名前付き対象の位置指定データ:
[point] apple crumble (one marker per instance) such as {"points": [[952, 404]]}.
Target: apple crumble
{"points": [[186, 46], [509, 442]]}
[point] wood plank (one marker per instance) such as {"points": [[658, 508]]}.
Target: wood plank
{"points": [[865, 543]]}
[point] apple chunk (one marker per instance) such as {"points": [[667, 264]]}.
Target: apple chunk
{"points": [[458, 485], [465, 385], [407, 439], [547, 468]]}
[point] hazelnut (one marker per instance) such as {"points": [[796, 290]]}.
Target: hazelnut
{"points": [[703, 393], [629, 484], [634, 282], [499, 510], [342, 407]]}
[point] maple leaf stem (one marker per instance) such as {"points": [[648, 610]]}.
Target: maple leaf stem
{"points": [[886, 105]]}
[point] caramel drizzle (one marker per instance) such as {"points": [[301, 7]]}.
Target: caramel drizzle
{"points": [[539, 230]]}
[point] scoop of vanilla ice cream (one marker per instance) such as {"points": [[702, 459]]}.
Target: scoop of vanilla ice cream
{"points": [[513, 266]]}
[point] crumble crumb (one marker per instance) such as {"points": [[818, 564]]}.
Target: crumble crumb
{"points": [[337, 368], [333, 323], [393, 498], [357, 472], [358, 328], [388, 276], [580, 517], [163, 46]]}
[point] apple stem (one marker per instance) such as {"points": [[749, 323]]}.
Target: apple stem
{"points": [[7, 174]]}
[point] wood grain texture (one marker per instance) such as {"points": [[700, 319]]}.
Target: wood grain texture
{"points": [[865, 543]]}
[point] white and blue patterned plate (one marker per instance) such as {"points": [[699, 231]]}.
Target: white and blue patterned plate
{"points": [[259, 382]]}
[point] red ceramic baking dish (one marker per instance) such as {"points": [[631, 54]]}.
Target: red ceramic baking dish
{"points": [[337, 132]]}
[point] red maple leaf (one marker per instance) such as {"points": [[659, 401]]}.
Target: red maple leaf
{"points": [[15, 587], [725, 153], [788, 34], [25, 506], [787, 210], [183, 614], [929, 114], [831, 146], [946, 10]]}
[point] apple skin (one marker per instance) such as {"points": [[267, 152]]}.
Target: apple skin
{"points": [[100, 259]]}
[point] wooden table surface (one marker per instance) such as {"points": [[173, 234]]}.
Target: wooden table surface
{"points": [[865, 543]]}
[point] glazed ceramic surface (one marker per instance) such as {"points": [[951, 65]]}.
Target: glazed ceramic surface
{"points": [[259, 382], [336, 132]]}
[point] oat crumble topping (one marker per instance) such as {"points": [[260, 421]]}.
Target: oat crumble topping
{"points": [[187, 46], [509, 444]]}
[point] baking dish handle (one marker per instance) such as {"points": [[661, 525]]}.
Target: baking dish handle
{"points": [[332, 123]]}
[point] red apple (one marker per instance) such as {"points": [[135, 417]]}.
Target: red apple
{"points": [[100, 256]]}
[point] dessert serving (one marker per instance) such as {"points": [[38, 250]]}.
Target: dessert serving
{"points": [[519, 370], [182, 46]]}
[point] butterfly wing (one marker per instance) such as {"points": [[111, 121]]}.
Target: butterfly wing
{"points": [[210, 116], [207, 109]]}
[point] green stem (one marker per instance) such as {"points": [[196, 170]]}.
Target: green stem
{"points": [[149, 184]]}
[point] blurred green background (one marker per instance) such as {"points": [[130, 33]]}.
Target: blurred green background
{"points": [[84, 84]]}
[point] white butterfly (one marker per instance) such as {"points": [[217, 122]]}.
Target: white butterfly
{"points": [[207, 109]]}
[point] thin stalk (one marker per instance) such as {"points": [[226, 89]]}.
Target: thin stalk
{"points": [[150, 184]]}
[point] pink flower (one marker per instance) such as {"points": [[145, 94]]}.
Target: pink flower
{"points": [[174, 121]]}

課題: "[point] oat crumble"を含む行からデータの最後までの各行を省かずに書き出し、解答に示された座標の各数値にだけ119を加えなさい。

解答例:
[point] oat crumble topping (one marker per instance) such as {"points": [[260, 421]]}.
Target: oat crumble topping
{"points": [[306, 165], [628, 563]]}
[point] baking dish handle (one marker per instance) such as {"points": [[661, 525]]}.
Target: baking dish handle
{"points": [[451, 242]]}
[point] red apple (one marker per instance) such as {"points": [[135, 417]]}.
Target: red apple
{"points": [[219, 375]]}
[point] dessert serving (one marker per instance) such as {"points": [[38, 250]]}.
Target: dessert serving
{"points": [[638, 489], [301, 165]]}
[point] butterfly wing (one marker per instance) such as {"points": [[111, 121]]}.
Target: butterfly wing
{"points": [[329, 235], [326, 228]]}
[point] green stem (one marker per instance) such as {"points": [[196, 170]]}.
Target: green stem
{"points": [[268, 303]]}
[point] blurred green background (one marker per instance) such as {"points": [[130, 33]]}.
Target: blurred green background
{"points": [[203, 203]]}
[point] white butterfly (one marker per instance) such as {"points": [[217, 122]]}.
Target: white butterfly
{"points": [[326, 228]]}
[point] thin stalk (one marker per instance) such as {"points": [[226, 89]]}.
Target: thin stalk
{"points": [[269, 303]]}
[point] pink flower (one marker per instance) such as {"points": [[145, 94]]}.
Target: pink flower
{"points": [[293, 240]]}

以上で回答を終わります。